▶ **Your assignment**
Take the data below and copy exactly the lines starting at the one with "matches [(965, 755)]" and finishing at the one with "matches [(263, 285)]", both included.

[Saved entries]
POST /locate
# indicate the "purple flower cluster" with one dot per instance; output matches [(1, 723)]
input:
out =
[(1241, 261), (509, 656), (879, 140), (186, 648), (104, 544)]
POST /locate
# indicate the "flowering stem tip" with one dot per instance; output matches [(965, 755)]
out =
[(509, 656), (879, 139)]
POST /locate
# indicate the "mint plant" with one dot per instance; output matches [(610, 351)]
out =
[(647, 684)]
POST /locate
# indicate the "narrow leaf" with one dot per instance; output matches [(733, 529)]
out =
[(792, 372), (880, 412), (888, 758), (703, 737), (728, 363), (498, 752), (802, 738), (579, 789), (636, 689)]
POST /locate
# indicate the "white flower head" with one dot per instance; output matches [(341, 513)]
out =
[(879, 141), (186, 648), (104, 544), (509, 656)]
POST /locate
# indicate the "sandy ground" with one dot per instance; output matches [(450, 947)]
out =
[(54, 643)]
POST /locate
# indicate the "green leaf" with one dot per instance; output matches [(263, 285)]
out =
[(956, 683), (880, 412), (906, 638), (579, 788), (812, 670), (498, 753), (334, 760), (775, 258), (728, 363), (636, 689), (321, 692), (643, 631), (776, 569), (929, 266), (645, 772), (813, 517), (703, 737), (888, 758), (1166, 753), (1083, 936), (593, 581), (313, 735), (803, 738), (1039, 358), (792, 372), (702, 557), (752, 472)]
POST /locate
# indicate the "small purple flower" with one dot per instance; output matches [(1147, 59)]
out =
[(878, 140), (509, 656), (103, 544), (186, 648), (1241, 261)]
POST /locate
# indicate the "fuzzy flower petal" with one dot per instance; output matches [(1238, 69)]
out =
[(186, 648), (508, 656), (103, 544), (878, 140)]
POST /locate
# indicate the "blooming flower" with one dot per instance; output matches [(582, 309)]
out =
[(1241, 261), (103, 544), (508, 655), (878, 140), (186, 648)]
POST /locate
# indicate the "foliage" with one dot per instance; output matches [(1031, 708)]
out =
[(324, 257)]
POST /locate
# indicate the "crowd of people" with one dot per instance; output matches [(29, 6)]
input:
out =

▶ **Task output**
# indicate the "flowering stem tip" with one dot per instance; output matches [(965, 755)]
out =
[(509, 656), (879, 139)]
POST /locate
# indicate the "mint plant" with one dot per instance; output matches [(610, 351)]
out =
[(647, 684)]
POST /locate
# indicate the "narrow leaf" with one dot per instance; output matches [(733, 529)]
out =
[(792, 372), (880, 412), (888, 758), (703, 737), (728, 363), (498, 752), (802, 738), (579, 789), (636, 689)]
POST /locate
# indicate the "white flower head" with one dot per instance; output matches [(341, 513)]
out =
[(879, 141), (186, 648), (104, 544), (509, 656)]
POST /locate
# indicate the "sandy ground" with one dot per instance; output matches [(450, 947)]
out =
[(54, 643)]
POST /locate
# indicate the "green leaf" with one dot per instance; output matches [(263, 285)]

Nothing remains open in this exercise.